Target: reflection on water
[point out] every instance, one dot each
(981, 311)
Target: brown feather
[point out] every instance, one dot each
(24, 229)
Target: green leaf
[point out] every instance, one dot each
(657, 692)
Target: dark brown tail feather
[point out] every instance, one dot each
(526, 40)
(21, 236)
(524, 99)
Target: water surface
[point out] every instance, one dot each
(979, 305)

• Task prompt:
Please put the rows above into a Markdown table with two columns, No. and Text. Give each line its own number and leave out any blank lines.

• Solution to this problem:
| No. | Text |
|---|---|
| 1 | Target: reflection on water |
| 2 | [point out] every instance, one dot each |
| 3 | (981, 311) |
| 4 | Target: brown feather |
| 5 | [point out] every instance, one dot each |
| 6 | (24, 229) |
| 7 | Target: green leaf |
| 8 | [point out] every instance, one dot each |
| 9 | (657, 692) |
| 10 | Target: dark brown tail feather |
| 11 | [point out] every instance, one dot each |
| 12 | (526, 40) |
| 13 | (21, 236) |
| 14 | (524, 99) |
| 15 | Target: water surface |
| 16 | [point out] every instance, one dot each |
| 17 | (979, 305) |